[Coordinate labeling records]
—————
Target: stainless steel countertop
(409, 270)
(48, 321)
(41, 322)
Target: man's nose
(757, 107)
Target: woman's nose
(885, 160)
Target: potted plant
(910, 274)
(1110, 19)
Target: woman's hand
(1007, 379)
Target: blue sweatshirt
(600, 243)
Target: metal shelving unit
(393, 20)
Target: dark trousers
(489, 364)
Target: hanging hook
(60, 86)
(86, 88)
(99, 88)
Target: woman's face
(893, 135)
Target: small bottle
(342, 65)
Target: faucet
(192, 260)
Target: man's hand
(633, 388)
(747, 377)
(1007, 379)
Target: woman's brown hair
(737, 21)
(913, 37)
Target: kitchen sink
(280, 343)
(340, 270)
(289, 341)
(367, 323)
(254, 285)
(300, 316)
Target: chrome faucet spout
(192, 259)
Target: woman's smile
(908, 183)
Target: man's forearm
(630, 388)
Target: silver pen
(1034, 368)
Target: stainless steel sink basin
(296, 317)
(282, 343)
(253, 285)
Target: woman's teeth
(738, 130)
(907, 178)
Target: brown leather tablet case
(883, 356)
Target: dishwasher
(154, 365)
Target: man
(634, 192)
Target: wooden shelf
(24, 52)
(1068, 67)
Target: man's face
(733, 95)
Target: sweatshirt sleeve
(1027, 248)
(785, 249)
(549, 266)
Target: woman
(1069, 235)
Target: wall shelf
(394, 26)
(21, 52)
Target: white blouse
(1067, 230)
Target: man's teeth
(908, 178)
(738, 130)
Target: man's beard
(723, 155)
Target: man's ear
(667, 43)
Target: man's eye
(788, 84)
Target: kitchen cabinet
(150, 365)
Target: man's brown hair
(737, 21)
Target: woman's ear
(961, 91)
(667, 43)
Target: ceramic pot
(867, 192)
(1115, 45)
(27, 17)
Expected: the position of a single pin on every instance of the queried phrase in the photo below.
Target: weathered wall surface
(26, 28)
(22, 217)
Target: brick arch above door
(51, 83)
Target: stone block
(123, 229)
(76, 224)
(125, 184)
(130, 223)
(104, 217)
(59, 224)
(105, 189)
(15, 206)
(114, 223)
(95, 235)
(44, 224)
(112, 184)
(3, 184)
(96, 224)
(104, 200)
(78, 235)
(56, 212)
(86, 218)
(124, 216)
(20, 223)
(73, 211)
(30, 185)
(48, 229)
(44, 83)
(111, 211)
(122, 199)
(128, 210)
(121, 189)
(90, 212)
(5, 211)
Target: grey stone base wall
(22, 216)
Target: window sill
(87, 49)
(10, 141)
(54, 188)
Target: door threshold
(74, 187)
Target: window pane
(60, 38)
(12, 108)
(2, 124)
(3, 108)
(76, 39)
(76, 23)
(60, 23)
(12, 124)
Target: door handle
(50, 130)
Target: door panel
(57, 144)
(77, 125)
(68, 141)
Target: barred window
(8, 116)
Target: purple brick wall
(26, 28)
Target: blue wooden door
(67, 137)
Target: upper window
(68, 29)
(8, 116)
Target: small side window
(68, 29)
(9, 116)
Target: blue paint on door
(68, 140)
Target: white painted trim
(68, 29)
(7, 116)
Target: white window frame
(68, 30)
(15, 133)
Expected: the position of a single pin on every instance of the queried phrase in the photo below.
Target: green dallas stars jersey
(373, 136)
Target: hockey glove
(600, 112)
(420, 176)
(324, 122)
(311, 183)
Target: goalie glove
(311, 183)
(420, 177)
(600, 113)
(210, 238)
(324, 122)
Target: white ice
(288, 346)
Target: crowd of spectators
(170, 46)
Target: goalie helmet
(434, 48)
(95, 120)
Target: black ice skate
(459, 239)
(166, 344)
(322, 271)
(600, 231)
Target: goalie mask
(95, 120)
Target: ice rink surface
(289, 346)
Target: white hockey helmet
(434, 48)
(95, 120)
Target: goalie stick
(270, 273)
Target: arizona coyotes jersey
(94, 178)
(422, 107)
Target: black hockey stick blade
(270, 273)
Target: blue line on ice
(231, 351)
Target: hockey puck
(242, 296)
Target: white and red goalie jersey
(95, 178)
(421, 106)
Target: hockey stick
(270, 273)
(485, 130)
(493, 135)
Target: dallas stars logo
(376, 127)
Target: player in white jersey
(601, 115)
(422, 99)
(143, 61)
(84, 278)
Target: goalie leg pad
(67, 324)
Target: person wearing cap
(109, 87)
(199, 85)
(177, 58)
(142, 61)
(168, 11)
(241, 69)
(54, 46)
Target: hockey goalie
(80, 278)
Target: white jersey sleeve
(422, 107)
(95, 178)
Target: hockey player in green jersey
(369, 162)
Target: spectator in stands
—————
What you need to do: Rewrite the records above, substituting "Label" for every "Target" and leaving everything else unchanged.

Expected answer:
Label: stainless steel countertop
(409, 270)
(48, 321)
(41, 322)
Label: man's nose
(757, 107)
Label: woman's nose
(885, 160)
Label: potted plant
(910, 274)
(1110, 19)
Label: woman's hand
(1007, 379)
Label: blue sweatshirt
(600, 243)
Label: metal shelving unit
(393, 20)
Label: dark trousers
(489, 364)
Label: hanging hook
(60, 86)
(86, 88)
(99, 88)
Label: woman's face
(893, 135)
Label: small bottle
(342, 65)
Label: faucet
(192, 260)
Label: man's hand
(633, 388)
(747, 377)
(1007, 379)
Label: woman's brown hair
(737, 21)
(913, 37)
Label: kitchen sink
(280, 343)
(340, 270)
(289, 341)
(367, 323)
(254, 285)
(300, 316)
Label: chrome faucet spout
(192, 259)
Label: woman's smile
(908, 183)
Label: man's forearm
(630, 388)
Label: silver pen
(1034, 368)
Label: stainless steel sink basin
(296, 317)
(282, 343)
(253, 285)
Label: woman's teeth
(738, 130)
(907, 178)
Label: brown leather tablet case
(883, 356)
Label: dishwasher
(154, 365)
Label: man
(634, 192)
Label: wooden shelf
(24, 52)
(1068, 67)
Label: man's face
(733, 95)
Label: sweatshirt sleeve
(1027, 248)
(785, 249)
(549, 266)
Label: woman
(1069, 235)
Label: wall shelf
(394, 26)
(21, 52)
Label: white blouse
(1067, 230)
Label: man's teeth
(908, 178)
(738, 130)
Label: man's beard
(723, 155)
Label: man's ear
(667, 43)
Label: man's eye
(788, 84)
Label: kitchen cabinet
(150, 365)
Label: man's brown hair
(737, 21)
Label: woman's ear
(961, 91)
(667, 43)
Label: ceramic pot
(867, 192)
(1115, 45)
(27, 17)
Expected: the position of a single pin on every instance of the queried phrase in the photo below.
Label: weathered wall surface
(26, 28)
(22, 217)
Label: brick arch above door
(51, 83)
Label: stone block
(123, 229)
(76, 224)
(125, 184)
(130, 223)
(104, 217)
(59, 224)
(105, 189)
(15, 206)
(114, 223)
(95, 235)
(44, 224)
(112, 184)
(3, 184)
(96, 224)
(104, 200)
(78, 235)
(56, 212)
(86, 218)
(124, 216)
(20, 223)
(73, 211)
(30, 185)
(48, 229)
(44, 83)
(111, 211)
(122, 199)
(128, 210)
(121, 189)
(90, 212)
(5, 211)
Label: grey stone base wall
(22, 216)
Label: window sill
(87, 49)
(10, 141)
(54, 188)
Label: door threshold
(74, 187)
Label: window pane
(60, 38)
(12, 108)
(2, 124)
(3, 108)
(76, 39)
(76, 23)
(60, 23)
(12, 124)
Label: door handle
(50, 130)
Label: door panel
(57, 144)
(77, 125)
(68, 141)
Label: barred window
(8, 116)
Label: purple brick wall
(26, 28)
Label: blue wooden door
(67, 137)
Label: upper window
(68, 29)
(8, 116)
Label: small side window
(68, 29)
(9, 116)
Label: blue paint on door
(68, 140)
Label: white painted trim
(68, 29)
(7, 116)
Label: white window frame
(68, 30)
(15, 133)
Expected: the position of a single pin on every instance of the queried phrase in the photo below.
Label: green dallas stars jersey
(373, 136)
Label: hockey glove
(600, 112)
(420, 176)
(324, 122)
(311, 183)
Label: goalie glove
(311, 183)
(420, 177)
(600, 113)
(210, 238)
(324, 122)
Label: white ice
(288, 346)
Label: crowd of spectators
(170, 46)
Label: goalie helmet
(434, 48)
(95, 120)
Label: black ice skate
(459, 239)
(166, 344)
(322, 271)
(600, 231)
Label: goalie mask
(95, 120)
Label: ice rink surface
(289, 346)
Label: white hockey helmet
(434, 48)
(95, 120)
Label: goalie stick
(270, 273)
Label: arizona coyotes jersey
(94, 178)
(422, 107)
Label: black hockey stick blade
(270, 273)
Label: blue line on ice
(231, 351)
Label: hockey puck
(242, 296)
Label: white and red goalie jersey
(95, 178)
(421, 106)
Label: hockey stick
(270, 273)
(485, 130)
(493, 135)
Label: dallas stars logo
(376, 127)
Label: player in white jersey
(601, 115)
(422, 99)
(143, 61)
(84, 278)
Label: goalie leg pad
(67, 324)
Label: person wearing cap
(109, 87)
(199, 85)
(177, 58)
(142, 61)
(168, 11)
(241, 69)
(54, 46)
Label: hockey goalie
(80, 278)
Label: white jersey sleeve
(422, 107)
(95, 178)
Label: hockey player in green jersey
(369, 162)
Label: spectator in stands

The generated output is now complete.